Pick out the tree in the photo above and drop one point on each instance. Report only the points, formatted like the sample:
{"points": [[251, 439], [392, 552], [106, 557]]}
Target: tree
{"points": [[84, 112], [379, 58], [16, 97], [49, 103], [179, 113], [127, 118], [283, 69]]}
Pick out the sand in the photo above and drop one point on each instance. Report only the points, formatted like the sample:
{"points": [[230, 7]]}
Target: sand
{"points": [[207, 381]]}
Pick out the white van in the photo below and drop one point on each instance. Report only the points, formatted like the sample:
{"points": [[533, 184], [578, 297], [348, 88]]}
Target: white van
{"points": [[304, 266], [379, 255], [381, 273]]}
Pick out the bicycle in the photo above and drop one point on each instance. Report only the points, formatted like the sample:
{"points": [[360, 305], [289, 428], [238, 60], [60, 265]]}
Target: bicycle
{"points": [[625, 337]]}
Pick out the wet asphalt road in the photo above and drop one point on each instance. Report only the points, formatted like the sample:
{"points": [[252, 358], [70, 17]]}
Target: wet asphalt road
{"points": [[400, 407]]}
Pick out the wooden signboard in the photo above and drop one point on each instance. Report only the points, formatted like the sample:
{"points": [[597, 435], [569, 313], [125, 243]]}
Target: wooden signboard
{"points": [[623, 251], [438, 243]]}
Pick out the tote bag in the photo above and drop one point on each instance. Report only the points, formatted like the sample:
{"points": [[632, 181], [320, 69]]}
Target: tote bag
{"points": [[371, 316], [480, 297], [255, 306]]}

•••••

_What you are asked to do_
The lines from the one containing "Target: bicycle" through the final line of the entries above are to be printed exactly, with nothing added.

_Completed task_
Target: bicycle
{"points": [[625, 337]]}
Pick out the wet asphalt road in the photo above and drop one point on each instance. Report only the points, formatted like the sample:
{"points": [[252, 358], [70, 17]]}
Target: wet asphalt road
{"points": [[400, 407]]}
Pick out the wooden signboard in the photo above and drop one point on each instance. Report only the points, formatted like the sample:
{"points": [[597, 435], [569, 313], [125, 243]]}
Target: wooden signboard
{"points": [[623, 251], [438, 243]]}
Pick out the tote bag in the photo above and drop one point on each instance. Report only the points, formatted like the sample:
{"points": [[632, 181], [320, 69]]}
Target: tote bag
{"points": [[371, 316], [480, 297], [255, 306]]}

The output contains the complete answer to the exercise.